*Source document*.
━━━━━━━━━━━━━━━━

If we had a health food image classifier, we could calculate the cross-entropy loss for how well the model predicts this picture of chia seeds. Our classifier predicts that this is a seed (chia seed) class at 55%. The predicted distribution (q) is provided below. The true distribution (p) shows that across all five food classes (Energy bar, Candy bar, Nut, Seed, Vegetable), the ground-truth for this image being in the "Seed" class is 100%. If we think of this as a one hot vector it would be like \([0, 0, 0, 1, 0]\) - Energy bar: 0%, Candy bar: 0%, Nut: 0%, Seed: 100%, Vegetable: 0%"
$$\text{Cross-entropy loss}: H(p,q) = -\sum_i p_i \log q_i = -1.0 \log(0.55) = 0.259 $$
The closer the cross-entropy value is to 0 means that the predicted distribution is closer to matching the true label distribution (which would be 100% seed not 55% seed). For example, if the prediction was 95%, the cross-entropy loss would be equal to \( -1.0 * \log (0.95) = 0.022\) and for 99% it would be \( -1.0* \log (0.99) = 0.004\). The "surprise" is getting less and less as the model becomes more precise.
Regression Errors - MSE, MAE, RMSE
For regression problems we can use different evaluation measures to assess the performance of the model. We can also use these same functions as loss functions.

━━━━━━━━━━━━━━━━

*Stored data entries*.

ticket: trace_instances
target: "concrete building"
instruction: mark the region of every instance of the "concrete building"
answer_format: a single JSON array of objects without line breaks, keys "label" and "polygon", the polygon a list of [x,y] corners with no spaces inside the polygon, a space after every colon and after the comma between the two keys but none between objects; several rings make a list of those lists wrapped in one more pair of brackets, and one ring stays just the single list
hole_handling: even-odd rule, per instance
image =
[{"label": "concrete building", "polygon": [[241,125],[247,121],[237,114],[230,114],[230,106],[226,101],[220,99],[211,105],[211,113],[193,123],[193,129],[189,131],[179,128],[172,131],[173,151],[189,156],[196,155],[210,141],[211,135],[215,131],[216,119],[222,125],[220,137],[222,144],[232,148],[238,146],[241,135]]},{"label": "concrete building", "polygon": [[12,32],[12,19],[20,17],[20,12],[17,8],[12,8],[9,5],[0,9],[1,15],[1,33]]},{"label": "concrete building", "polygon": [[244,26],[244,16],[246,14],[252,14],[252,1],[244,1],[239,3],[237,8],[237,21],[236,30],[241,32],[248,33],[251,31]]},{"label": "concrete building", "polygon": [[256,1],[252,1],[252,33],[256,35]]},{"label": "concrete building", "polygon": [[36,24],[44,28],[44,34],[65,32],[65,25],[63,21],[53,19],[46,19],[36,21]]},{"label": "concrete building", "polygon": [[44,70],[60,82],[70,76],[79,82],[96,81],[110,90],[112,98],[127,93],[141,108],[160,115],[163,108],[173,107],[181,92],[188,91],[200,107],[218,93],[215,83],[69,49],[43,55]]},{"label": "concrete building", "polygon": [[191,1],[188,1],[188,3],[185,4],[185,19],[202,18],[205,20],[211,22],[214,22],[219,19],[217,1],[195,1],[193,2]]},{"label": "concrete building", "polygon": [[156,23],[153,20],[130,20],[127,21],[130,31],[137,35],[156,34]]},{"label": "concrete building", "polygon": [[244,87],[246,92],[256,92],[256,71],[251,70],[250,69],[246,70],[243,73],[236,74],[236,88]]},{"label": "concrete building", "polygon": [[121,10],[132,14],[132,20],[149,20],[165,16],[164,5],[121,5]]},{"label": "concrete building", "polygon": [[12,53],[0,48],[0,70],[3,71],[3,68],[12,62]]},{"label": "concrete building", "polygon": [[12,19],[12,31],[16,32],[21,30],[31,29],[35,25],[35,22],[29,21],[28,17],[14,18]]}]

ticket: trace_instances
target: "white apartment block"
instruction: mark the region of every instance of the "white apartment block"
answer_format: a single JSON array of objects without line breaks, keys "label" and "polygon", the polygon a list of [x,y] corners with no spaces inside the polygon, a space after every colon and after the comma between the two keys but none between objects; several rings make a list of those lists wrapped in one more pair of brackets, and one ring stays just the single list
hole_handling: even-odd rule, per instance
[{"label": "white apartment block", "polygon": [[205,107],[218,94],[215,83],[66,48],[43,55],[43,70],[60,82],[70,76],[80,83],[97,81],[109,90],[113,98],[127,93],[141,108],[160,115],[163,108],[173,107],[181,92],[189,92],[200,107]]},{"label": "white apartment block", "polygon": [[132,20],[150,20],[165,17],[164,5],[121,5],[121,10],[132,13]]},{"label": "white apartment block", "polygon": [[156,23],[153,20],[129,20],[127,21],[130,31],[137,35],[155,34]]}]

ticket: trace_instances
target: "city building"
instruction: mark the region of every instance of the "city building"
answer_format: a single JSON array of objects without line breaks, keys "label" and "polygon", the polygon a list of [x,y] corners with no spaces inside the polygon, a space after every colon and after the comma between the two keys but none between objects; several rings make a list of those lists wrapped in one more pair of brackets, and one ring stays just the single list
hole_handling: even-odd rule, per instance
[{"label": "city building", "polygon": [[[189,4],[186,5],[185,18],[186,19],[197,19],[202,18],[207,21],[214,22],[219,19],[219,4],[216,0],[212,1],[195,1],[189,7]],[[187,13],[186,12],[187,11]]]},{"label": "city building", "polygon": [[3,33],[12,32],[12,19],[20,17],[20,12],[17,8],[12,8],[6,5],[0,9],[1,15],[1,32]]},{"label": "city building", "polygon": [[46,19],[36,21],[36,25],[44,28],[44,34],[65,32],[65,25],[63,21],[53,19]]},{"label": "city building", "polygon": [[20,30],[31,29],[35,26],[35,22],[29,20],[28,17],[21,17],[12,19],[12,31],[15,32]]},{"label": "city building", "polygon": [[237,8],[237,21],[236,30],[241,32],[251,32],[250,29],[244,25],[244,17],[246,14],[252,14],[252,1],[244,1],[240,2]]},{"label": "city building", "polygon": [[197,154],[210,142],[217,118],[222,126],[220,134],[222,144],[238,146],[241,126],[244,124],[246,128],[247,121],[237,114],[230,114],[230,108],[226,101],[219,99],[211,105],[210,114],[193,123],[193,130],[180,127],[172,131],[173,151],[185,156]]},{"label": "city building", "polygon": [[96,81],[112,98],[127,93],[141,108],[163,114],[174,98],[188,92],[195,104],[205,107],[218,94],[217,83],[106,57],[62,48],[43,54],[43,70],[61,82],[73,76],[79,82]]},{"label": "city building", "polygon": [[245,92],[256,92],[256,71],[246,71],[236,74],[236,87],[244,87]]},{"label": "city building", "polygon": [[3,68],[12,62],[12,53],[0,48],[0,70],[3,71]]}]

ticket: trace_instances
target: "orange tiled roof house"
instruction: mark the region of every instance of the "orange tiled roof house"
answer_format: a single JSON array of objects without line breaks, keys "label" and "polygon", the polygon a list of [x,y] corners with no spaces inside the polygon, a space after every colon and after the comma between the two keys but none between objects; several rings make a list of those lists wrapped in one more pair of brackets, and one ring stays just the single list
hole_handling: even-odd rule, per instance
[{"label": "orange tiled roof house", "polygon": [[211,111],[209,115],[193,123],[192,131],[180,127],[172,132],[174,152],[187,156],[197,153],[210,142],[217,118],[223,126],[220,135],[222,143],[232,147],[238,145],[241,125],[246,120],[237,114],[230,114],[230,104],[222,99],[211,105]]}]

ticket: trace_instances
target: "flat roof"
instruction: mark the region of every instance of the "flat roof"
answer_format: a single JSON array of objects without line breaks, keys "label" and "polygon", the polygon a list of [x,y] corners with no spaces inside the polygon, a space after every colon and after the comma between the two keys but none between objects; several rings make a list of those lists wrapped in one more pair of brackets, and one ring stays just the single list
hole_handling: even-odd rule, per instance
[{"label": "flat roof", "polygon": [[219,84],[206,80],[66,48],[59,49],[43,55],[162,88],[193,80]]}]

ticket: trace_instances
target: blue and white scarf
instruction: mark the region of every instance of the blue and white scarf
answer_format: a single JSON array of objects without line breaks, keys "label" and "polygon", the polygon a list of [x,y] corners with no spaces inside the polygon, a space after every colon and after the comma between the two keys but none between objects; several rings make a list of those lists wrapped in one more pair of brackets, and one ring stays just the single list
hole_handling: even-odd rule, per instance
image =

━━━━━━━━━━━━━━━━

*Exercise instructions*.
1/ Answer these questions using the passage on cross-entropy loss:
(a) What percentage does the classifier predict for the seed class?
(b) What is the cross-entropy loss for a 99% prediction?
(c) Which three regression errors are named in the heading?
2/ Output the part of the passage on cross-entropy loss starting with "Regression Errors - MSE, MAE, RMSE" and going on through "as loss functions.".
3/ List every food class named in the passage on cross-entropy loss.
These records come from a different source than the text.

*Solutions per task*.
1/
(a) 55%
(b) 0.004
(c) MSE, MAE, RMSE

2/
Regression Errors - MSE, MAE, RMSE
For regression problems we can use different evaluation measures to assess the performance of the model. We can also use these same functions as loss functions.

3/
Energy bar
Candy bar
Nut
Seed
Vegetable